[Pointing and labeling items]

——

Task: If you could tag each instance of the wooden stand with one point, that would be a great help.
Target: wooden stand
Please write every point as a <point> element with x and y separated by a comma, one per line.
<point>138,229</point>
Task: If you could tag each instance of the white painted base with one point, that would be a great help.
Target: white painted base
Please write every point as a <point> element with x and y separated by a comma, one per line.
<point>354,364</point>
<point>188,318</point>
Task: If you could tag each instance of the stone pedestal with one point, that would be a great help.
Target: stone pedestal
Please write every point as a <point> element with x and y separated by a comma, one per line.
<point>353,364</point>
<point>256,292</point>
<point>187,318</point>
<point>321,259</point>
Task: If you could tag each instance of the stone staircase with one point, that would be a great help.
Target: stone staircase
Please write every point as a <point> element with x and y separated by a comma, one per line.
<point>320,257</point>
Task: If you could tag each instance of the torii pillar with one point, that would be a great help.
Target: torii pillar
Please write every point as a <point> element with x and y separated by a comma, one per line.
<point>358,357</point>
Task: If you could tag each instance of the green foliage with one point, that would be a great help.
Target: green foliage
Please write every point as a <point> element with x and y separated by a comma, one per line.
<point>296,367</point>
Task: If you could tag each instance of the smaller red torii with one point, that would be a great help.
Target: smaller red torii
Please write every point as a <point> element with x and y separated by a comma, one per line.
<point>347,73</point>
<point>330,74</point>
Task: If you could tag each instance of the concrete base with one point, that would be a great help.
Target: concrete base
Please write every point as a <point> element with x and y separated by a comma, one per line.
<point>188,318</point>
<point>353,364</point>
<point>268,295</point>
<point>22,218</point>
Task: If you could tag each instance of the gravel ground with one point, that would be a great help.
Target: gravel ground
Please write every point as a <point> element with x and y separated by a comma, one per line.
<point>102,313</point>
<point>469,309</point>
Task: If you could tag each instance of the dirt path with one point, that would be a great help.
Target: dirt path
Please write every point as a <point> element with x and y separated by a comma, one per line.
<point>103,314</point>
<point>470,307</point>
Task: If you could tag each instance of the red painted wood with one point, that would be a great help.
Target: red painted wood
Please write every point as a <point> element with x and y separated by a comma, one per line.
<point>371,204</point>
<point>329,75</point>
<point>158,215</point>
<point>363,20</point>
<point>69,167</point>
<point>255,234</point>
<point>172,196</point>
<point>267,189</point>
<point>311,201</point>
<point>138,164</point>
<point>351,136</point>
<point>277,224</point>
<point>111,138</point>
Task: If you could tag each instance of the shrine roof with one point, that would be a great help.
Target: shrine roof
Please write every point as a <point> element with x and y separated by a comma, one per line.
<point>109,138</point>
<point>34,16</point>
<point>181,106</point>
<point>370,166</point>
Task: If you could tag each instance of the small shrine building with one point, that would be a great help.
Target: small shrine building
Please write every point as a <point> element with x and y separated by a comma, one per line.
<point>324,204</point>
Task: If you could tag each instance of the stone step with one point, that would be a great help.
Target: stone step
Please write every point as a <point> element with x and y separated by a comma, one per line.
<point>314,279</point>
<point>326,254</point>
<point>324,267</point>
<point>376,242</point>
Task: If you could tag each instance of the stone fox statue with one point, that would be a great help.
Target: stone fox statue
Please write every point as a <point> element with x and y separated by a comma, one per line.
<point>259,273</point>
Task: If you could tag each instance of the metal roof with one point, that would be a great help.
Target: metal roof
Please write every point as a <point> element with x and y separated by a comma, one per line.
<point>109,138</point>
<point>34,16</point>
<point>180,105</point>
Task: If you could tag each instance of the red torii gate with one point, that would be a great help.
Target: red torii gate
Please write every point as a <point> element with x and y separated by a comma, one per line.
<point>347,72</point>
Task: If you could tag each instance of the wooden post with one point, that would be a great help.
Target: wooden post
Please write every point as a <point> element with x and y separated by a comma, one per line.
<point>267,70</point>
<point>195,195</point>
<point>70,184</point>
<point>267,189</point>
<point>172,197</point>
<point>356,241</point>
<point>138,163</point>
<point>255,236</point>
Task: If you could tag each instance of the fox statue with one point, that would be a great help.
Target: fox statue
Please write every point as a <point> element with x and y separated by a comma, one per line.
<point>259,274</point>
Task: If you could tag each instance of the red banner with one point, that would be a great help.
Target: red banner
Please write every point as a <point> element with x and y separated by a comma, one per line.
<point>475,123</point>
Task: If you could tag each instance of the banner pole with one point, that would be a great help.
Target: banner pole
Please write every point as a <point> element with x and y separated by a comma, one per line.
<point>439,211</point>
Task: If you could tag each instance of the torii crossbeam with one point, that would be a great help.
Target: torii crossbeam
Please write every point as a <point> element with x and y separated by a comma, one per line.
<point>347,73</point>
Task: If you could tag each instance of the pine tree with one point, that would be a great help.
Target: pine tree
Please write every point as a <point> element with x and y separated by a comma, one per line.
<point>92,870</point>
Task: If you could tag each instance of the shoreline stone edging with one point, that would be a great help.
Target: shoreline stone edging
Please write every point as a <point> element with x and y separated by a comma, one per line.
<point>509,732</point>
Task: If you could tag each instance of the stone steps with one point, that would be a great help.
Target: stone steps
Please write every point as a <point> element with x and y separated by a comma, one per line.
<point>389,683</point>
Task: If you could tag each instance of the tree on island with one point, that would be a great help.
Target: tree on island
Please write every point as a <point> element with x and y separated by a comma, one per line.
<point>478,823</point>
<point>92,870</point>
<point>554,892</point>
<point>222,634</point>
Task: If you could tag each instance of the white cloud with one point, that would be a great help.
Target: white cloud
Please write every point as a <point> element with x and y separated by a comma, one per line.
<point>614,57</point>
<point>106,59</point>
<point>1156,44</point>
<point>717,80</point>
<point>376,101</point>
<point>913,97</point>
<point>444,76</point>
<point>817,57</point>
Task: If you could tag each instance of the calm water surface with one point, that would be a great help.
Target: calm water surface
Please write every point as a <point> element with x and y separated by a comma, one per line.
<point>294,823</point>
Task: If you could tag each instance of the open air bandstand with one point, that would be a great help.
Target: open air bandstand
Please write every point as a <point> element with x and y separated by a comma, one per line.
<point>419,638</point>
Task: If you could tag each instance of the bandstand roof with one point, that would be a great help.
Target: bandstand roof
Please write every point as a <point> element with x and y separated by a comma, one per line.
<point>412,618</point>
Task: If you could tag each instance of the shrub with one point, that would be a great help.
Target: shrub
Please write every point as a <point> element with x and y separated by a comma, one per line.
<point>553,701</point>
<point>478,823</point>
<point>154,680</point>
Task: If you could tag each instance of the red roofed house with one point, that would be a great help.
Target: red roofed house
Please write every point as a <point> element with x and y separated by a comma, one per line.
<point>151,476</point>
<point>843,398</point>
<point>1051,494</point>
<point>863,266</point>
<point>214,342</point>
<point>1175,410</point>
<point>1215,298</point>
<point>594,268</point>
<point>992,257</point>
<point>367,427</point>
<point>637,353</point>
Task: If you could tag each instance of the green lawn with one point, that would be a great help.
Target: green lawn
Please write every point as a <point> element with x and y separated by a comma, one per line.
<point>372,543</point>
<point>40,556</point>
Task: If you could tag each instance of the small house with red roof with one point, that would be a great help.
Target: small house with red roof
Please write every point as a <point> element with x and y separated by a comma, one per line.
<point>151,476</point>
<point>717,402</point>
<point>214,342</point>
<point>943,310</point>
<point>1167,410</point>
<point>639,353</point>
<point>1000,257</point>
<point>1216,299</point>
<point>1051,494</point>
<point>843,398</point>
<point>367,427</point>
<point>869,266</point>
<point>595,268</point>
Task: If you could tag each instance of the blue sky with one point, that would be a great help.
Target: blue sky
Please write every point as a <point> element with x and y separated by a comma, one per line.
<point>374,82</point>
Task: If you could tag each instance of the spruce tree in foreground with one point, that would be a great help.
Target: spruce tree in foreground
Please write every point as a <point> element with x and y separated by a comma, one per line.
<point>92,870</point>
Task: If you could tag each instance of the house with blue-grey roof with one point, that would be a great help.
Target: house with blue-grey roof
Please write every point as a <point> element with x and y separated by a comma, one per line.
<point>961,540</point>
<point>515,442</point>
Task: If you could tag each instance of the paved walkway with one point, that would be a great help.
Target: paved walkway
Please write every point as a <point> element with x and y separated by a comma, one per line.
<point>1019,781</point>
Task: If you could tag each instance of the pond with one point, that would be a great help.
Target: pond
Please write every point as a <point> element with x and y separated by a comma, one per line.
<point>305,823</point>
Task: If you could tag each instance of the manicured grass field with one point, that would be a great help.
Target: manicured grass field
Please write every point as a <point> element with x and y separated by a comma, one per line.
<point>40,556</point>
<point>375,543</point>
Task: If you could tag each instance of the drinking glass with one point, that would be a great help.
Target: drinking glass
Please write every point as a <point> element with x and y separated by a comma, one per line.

——

- **What to do**: Rewrite the items from the very beginning through the line that contains "<point>138,229</point>", changing "wooden stand" to "metal stand" and leaving everything else as it is.

- **Written response**:
Task: If you could tag each instance of the metal stand with one point, that would be a great help.
Target: metal stand
Please write every point as a <point> element with x and y separated by a comma, one per line.
<point>138,229</point>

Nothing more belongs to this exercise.